**Data drawn from a collection**:
## BEGIN
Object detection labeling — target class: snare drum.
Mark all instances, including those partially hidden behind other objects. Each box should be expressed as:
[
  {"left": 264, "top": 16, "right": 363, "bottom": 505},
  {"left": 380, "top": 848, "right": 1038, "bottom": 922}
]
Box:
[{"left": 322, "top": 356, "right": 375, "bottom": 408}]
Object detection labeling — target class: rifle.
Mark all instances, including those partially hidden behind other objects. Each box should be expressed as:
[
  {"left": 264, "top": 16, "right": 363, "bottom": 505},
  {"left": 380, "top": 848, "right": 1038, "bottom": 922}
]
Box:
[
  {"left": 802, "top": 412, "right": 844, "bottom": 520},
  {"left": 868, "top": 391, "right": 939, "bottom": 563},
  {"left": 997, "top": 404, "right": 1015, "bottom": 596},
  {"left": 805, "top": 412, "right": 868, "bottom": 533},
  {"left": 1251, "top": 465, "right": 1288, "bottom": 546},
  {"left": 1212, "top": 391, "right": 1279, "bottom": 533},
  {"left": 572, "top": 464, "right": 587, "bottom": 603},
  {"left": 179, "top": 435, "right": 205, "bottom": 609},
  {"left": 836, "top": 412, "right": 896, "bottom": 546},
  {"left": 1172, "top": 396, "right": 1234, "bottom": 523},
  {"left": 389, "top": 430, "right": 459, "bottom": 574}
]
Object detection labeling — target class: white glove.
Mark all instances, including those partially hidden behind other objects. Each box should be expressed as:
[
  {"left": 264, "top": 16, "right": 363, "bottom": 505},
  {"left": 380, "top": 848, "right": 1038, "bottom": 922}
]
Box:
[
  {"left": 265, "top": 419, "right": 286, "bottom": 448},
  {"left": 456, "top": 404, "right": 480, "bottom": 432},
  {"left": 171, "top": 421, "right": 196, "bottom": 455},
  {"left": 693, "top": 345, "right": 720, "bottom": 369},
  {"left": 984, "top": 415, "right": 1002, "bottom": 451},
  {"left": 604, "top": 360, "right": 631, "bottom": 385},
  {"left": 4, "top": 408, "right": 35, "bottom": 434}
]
## END
**Prompt**:
Locate every line in the items above that contains the string "target", and copy each of those lines. Matching is case-sensitive.

**Answer to this problem**:
Object detection labeling — target class: snare drum.
Object detection labeling — target class: rifle.
Object detection labeling — target class: white glove.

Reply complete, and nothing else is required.